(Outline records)

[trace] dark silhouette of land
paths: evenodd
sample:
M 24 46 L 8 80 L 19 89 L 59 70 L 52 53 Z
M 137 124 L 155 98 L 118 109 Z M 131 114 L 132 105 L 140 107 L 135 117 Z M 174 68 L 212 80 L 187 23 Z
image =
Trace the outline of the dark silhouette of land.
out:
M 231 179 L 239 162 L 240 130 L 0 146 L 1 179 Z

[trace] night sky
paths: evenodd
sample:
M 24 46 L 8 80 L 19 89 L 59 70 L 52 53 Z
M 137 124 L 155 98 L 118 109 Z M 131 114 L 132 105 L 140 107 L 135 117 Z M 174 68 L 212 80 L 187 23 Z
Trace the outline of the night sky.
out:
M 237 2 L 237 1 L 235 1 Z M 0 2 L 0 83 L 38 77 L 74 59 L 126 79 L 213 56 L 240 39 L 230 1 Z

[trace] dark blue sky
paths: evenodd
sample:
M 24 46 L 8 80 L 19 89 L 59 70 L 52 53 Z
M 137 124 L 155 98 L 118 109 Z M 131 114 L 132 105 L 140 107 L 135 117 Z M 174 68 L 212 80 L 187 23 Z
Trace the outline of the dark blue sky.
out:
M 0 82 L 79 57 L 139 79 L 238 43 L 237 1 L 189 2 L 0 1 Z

» **What you should do**: Recast the records above as a numbered list with one line per item, omitting the blank lines.

» **Solution to the problem**:
1. [trace] dark silhouette of land
2. paths: evenodd
3. sample:
4. M 24 46 L 8 80 L 19 89 L 59 70 L 52 53 Z
5. M 137 124 L 155 98 L 118 109 Z M 131 114 L 132 105 L 140 107 L 135 117 Z M 174 68 L 212 80 L 187 23 Z
6. image =
7. Trace the outline of the dark silhouette of land.
8. out:
9. M 231 179 L 239 162 L 240 130 L 0 146 L 1 179 Z
10. [trace] night sky
11. paths: evenodd
12. sample:
13. M 24 46 L 8 80 L 19 89 L 59 70 L 52 53 Z
14. M 137 124 L 155 98 L 118 109 Z M 131 114 L 132 105 L 140 107 L 135 117 Z M 174 68 L 212 80 L 187 23 Z
15. Trace the outline of the night sky.
16. out:
17. M 237 2 L 237 1 L 235 1 Z M 0 2 L 0 83 L 38 77 L 74 59 L 126 79 L 213 56 L 240 39 L 230 1 Z
18. [trace] dark blue sky
19. paths: evenodd
20. sample:
21. M 24 46 L 8 80 L 19 89 L 59 70 L 52 53 Z
22. M 137 124 L 155 98 L 118 109 Z M 131 114 L 132 105 L 140 107 L 135 117 Z M 174 68 L 212 80 L 187 23 Z
23. Trace the outline of the dark blue sky.
24. out:
25. M 0 82 L 79 57 L 139 79 L 238 43 L 237 1 L 189 2 L 0 1 Z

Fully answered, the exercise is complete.